---- Supplied records

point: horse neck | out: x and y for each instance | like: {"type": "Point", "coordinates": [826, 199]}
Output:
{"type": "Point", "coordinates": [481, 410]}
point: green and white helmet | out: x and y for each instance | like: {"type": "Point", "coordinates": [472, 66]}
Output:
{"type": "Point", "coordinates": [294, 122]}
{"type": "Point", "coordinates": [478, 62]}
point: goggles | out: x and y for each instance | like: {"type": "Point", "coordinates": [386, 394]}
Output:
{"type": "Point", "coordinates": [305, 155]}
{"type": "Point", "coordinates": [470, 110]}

--------

■ **Your goal**
Can you rewrite all the items above, changing "instance" to "occurrence" wherever it appears and leaving everything else the same?

■ **Completed exercise**
point: horse neck | out: x and y for each occurrence | like: {"type": "Point", "coordinates": [826, 199]}
Output:
{"type": "Point", "coordinates": [481, 410]}
point: green and white helmet | out: x and y for each occurrence | like: {"type": "Point", "coordinates": [472, 66]}
Output:
{"type": "Point", "coordinates": [294, 122]}
{"type": "Point", "coordinates": [478, 62]}
point: goggles | out: x and y for each occurrence | like: {"type": "Point", "coordinates": [386, 394]}
Output:
{"type": "Point", "coordinates": [305, 155]}
{"type": "Point", "coordinates": [470, 110]}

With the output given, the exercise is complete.